# Task goal:
The expected response is an exact repetition of every record, with images excluded.

# Data listing:
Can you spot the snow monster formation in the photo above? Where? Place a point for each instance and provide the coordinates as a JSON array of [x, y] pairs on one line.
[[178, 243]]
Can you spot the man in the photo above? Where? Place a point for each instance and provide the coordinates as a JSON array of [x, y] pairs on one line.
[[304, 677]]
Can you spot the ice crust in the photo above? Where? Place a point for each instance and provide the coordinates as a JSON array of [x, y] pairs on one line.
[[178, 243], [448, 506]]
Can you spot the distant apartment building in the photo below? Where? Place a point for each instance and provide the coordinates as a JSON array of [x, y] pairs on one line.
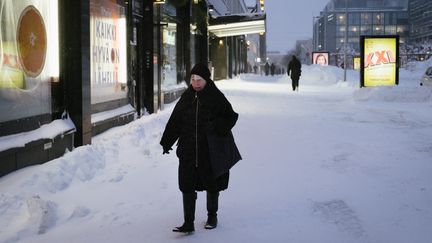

# Answer:
Can you spot the snow monster formation in the photo above? Where? Place a point for each instance and provide the coordinates as a JSON array of [x, y] pairs on one line.
[[178, 243]]
Can you spot the man in the photo above? Where? Place a point for each instance and provide the coordinates as a JSON array of [x, y] pairs on one line.
[[304, 677]]
Can you spot the ice crust in the photo above? Where? Place a point for each instance and provide the coordinates as a JSON array of [x, y] pairs on one line.
[[178, 243], [448, 506]]
Can you spot the distant apartment building in the photo below? Where? Place a point for each instance and provide the coordinates as a JSON array of [x, y] pairs on one line.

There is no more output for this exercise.